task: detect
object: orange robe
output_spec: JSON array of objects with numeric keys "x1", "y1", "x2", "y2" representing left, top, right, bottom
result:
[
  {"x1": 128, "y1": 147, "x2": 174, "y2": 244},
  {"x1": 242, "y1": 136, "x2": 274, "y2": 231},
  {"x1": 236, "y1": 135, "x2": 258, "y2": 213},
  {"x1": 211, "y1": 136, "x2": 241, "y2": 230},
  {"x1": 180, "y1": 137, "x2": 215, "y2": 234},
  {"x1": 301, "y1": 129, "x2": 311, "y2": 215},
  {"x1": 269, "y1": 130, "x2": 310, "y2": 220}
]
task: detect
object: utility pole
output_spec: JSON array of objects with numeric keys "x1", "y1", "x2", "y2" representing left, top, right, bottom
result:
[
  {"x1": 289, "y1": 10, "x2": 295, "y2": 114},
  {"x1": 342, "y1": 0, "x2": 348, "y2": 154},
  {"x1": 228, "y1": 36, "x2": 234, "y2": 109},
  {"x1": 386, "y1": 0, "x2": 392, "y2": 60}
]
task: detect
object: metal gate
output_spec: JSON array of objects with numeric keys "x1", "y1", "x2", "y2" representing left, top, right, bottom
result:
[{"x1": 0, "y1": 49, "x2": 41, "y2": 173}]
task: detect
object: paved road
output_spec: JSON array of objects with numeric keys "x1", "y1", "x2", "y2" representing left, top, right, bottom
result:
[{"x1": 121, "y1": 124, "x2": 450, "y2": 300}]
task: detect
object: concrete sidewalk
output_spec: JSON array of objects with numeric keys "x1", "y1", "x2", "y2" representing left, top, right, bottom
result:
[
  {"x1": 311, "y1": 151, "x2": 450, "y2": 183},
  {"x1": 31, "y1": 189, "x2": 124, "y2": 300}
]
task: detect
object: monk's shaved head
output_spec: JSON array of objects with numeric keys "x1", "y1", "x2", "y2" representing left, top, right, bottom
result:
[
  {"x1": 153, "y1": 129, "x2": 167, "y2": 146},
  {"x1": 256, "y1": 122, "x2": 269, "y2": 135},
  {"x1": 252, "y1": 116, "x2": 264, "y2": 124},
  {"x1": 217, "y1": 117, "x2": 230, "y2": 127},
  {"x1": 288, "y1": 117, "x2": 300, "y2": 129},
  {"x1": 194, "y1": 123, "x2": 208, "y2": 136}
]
______
Return all of the entries above verbatim, with every line unchanged.

Full solution –
task: detect
object: orange robe
output_spec: JSON array of objects with numeric keys "x1", "y1", "x2", "y2" representing left, top, right, bottom
result:
[
  {"x1": 128, "y1": 147, "x2": 174, "y2": 244},
  {"x1": 242, "y1": 136, "x2": 274, "y2": 231},
  {"x1": 236, "y1": 135, "x2": 258, "y2": 213},
  {"x1": 211, "y1": 136, "x2": 241, "y2": 230},
  {"x1": 180, "y1": 137, "x2": 215, "y2": 234},
  {"x1": 301, "y1": 129, "x2": 311, "y2": 215},
  {"x1": 269, "y1": 130, "x2": 310, "y2": 220}
]
task: detect
object: utility pole
output_spec: JSON array of objects with numeric keys "x1", "y1", "x2", "y2" representing left, top, right, bottom
result:
[
  {"x1": 289, "y1": 10, "x2": 295, "y2": 114},
  {"x1": 342, "y1": 0, "x2": 348, "y2": 154},
  {"x1": 228, "y1": 36, "x2": 234, "y2": 109},
  {"x1": 386, "y1": 0, "x2": 392, "y2": 60}
]
task: detect
object: metal gate
output_spec: JSON array of objects with numeric keys "x1", "y1", "x2", "y2" representing left, top, right, bottom
result:
[{"x1": 0, "y1": 49, "x2": 41, "y2": 173}]
task: detect
object: paved road
output_spec: JSON array of objects with numeric keys "x1", "y1", "x2", "y2" representing left, top, right, bottom
result:
[{"x1": 121, "y1": 124, "x2": 450, "y2": 300}]
task: detect
object: concrete sidewalk
output_spec: JSON array of objects with numeric keys "x1", "y1", "x2", "y2" representing left, top, right, bottom
result:
[
  {"x1": 311, "y1": 151, "x2": 450, "y2": 183},
  {"x1": 31, "y1": 189, "x2": 124, "y2": 300}
]
task: detect
object: monk's shaved head
output_spec: JSON array of objects with numeric keys "x1", "y1", "x2", "y2" representing left, top, right, bottom
result:
[
  {"x1": 153, "y1": 129, "x2": 167, "y2": 146},
  {"x1": 256, "y1": 122, "x2": 269, "y2": 135},
  {"x1": 252, "y1": 116, "x2": 264, "y2": 124},
  {"x1": 217, "y1": 117, "x2": 230, "y2": 127},
  {"x1": 288, "y1": 117, "x2": 300, "y2": 129},
  {"x1": 194, "y1": 123, "x2": 208, "y2": 136}
]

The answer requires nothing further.